◆ **Problem**
Begin at the row that contains "Would you be able to mark the man's dark" and continue through the last row. Rewrite each of those lines, requests included, shifting every coordinate in the answers by adding 70 to it.
********
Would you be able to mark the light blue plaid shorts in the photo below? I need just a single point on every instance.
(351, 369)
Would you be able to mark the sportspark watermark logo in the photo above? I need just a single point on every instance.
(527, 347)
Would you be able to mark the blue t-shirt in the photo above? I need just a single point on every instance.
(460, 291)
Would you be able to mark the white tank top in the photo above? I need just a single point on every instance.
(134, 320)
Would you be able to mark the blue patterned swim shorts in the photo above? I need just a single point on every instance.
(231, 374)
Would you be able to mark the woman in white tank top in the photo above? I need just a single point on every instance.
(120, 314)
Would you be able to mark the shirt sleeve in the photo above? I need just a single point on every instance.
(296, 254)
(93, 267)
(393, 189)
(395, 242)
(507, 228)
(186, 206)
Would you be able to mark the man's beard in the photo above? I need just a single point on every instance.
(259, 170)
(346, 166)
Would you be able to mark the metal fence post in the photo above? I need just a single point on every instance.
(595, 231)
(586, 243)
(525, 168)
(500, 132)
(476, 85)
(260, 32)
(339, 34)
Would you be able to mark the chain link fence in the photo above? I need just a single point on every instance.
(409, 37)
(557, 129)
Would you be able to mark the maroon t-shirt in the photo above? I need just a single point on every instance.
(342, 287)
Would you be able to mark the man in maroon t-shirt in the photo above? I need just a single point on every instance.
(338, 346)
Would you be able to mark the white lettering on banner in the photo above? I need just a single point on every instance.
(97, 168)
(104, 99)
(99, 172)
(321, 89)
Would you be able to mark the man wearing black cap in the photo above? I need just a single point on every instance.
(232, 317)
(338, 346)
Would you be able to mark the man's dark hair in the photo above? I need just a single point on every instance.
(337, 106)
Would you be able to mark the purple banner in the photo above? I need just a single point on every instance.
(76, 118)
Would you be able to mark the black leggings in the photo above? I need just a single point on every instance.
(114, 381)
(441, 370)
********
◆ **Correct response**
Would you be able to mark the man's dark hair in the photo above? I need just a single point on every instance.
(407, 176)
Would you be able to mark the purple banner in the photo above? I need just a single point on every instance.
(146, 188)
Would you be able to mark the black leggings in the photo above? I need just a single point on every instance.
(184, 451)
(511, 440)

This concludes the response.